- Stated goal:
Set down exactly the lines that run from the line with "Where can you spot the tall concrete" to the end of the data, and nothing else.

Point annotation records
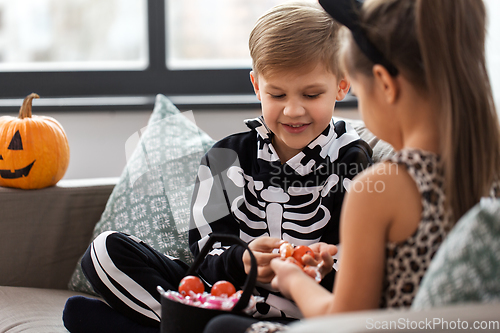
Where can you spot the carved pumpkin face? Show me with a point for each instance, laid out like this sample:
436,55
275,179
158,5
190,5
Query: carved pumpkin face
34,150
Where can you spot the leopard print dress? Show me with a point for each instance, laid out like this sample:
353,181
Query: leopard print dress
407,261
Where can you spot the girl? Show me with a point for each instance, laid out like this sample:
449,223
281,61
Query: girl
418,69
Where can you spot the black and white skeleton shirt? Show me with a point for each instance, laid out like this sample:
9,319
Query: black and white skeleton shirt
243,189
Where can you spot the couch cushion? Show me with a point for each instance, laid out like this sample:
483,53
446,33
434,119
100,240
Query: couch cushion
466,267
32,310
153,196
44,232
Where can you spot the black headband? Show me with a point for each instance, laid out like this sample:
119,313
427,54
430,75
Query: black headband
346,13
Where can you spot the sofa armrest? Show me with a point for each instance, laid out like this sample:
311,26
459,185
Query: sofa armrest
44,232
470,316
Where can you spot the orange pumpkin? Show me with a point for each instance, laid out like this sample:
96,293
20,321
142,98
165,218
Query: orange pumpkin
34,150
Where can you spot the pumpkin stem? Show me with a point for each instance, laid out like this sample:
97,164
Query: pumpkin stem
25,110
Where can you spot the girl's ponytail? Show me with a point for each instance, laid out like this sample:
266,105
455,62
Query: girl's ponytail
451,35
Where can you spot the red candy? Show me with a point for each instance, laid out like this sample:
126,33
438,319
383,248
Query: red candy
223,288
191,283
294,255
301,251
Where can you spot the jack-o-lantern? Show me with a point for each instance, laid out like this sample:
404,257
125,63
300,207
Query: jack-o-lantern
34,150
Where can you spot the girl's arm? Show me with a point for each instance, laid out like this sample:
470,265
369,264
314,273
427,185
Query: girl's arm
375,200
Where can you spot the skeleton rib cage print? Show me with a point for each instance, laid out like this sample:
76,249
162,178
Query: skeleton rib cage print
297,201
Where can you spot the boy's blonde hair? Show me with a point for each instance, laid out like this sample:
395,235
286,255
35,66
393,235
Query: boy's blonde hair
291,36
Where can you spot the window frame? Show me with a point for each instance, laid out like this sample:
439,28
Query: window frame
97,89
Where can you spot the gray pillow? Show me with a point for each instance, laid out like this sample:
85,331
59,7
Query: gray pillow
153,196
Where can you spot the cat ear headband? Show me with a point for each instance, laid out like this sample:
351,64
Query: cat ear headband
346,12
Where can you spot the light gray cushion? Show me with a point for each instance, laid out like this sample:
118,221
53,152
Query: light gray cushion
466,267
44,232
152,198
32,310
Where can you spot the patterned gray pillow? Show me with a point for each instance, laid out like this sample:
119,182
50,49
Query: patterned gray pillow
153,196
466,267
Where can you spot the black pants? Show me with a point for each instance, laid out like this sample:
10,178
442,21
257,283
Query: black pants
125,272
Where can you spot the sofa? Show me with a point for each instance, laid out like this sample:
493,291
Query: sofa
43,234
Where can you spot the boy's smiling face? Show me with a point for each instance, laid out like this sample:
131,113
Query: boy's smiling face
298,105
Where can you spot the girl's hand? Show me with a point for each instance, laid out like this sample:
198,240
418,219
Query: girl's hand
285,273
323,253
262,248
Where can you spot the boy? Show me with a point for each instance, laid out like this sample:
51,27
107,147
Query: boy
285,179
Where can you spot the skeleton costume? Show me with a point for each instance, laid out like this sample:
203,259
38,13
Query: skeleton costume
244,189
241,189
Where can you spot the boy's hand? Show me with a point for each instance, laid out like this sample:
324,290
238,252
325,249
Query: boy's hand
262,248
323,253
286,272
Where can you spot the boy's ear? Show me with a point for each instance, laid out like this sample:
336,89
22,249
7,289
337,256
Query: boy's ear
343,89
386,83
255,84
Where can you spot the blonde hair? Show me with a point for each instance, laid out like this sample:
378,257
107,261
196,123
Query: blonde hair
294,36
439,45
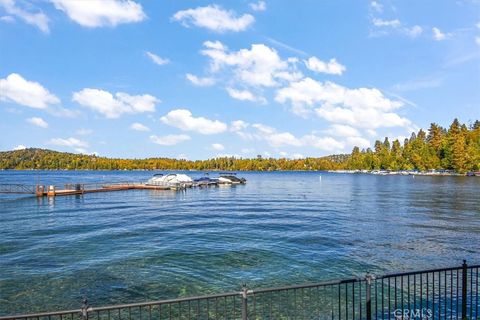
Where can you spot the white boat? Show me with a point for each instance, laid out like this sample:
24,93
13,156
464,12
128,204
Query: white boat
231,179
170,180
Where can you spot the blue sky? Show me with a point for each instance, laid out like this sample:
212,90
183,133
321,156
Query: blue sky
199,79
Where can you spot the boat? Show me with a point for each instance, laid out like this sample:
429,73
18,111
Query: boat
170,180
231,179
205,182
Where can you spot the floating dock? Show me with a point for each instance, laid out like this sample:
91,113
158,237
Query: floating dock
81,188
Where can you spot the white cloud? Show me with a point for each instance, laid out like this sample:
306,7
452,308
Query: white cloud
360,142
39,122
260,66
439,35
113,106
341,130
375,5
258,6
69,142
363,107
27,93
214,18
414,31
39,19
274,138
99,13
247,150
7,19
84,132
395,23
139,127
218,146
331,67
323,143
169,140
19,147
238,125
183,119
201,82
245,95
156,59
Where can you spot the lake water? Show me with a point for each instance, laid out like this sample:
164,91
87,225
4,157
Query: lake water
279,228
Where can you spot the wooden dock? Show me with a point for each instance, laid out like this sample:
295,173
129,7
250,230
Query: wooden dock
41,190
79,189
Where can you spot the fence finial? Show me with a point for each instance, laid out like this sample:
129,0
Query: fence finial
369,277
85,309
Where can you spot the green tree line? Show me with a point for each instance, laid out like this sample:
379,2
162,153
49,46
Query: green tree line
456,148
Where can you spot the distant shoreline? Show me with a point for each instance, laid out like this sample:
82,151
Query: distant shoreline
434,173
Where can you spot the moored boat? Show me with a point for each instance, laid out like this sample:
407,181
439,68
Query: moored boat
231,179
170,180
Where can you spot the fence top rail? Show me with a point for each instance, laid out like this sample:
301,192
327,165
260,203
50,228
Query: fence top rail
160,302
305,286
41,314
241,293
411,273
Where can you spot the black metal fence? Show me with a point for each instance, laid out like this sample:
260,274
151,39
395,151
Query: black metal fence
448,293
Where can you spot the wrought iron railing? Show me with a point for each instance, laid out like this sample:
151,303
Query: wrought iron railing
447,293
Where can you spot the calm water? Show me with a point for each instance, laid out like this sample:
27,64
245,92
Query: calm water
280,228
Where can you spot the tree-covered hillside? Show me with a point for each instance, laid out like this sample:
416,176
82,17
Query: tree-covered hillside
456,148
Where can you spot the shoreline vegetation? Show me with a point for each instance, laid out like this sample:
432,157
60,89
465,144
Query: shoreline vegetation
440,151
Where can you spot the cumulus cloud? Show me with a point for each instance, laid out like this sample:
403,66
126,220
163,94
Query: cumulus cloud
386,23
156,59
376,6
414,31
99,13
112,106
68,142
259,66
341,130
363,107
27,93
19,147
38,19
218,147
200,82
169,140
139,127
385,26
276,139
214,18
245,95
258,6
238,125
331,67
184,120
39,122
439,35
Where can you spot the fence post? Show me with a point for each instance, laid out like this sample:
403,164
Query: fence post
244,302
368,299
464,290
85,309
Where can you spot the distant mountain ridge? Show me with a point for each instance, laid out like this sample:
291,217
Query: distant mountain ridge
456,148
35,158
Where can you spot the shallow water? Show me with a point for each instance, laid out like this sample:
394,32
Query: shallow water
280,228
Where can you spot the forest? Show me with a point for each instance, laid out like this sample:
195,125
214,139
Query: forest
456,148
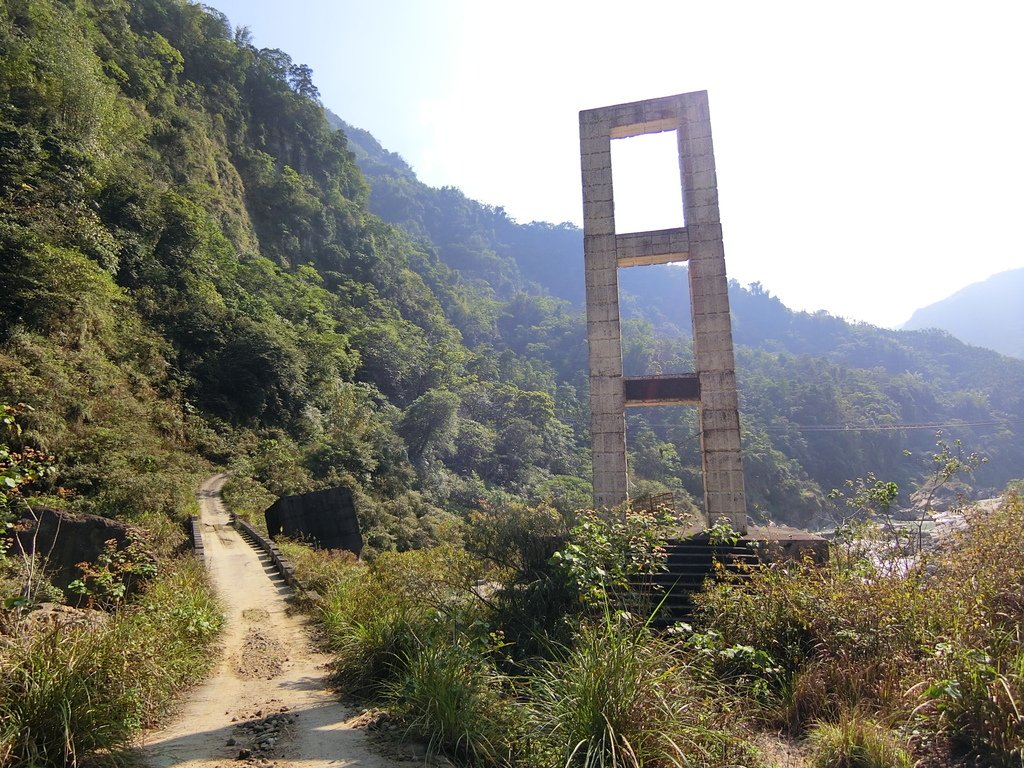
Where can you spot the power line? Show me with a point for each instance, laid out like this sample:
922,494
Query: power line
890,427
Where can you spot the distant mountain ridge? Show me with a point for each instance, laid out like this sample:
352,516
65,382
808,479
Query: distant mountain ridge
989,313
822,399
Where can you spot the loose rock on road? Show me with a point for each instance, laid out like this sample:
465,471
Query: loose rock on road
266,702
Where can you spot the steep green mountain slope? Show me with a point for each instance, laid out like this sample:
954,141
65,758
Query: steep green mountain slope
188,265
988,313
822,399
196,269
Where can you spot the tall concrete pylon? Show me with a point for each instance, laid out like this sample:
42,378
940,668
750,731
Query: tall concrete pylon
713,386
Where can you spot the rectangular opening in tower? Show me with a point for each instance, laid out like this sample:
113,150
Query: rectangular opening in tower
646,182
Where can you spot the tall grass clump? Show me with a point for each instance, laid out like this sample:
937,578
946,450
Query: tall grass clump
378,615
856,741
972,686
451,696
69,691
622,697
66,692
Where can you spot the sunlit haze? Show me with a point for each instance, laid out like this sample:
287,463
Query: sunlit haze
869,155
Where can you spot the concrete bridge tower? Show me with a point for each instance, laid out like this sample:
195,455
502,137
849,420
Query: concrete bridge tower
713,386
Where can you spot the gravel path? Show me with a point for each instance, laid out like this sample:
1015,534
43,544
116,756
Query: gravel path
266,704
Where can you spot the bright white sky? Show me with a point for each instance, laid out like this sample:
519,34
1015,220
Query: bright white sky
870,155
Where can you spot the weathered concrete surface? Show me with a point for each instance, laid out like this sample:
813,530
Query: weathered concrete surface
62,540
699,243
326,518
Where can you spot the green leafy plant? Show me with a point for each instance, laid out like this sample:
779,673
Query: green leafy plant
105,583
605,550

- Task solution:
Where can you spot the tall concrete pylon? Show me with a point for each instance, laid out like this sample:
42,378
940,668
750,731
Query: tall concrete pylon
713,386
Where can you spot the rectangular opening in tower? Show me with a point for each instance, laid out like this sample:
113,150
Query: rectangular opening in tower
646,182
Where can you spot the tall grass clump? Show me with a point for each instance, laid out like this sample:
937,578
946,450
Query: tall grass clump
378,615
856,741
972,686
451,696
69,691
622,697
66,692
Where can you spot the sunlit haze? Show me with a point for each instance, laid out like this sample:
287,463
Query: sunlit haze
869,155
Where can you spot the concrete bridge tower? Show me with a point for each instance, laid out like this sample:
195,455
502,137
849,420
Query: concrete bridge tower
713,386
Where can you spot the gravel path? Show me with a point for each instance, laid out like this sample:
1015,534
43,544
116,756
Query: gravel path
266,704
Where can you spot the bright white sky? Show me with a point for each instance, laid out like this sample:
519,34
1015,220
Query: bright white sky
870,155
Where can you spot the weathered concrete surface? Show me with a point for each instance, laid out like this sample:
813,530
Query: weathered concrete surface
62,540
699,243
326,518
Where can you spot the green leafy plant? Show me with a point for each instance, laid out like this sample:
779,673
Query: green leafy plant
105,583
605,550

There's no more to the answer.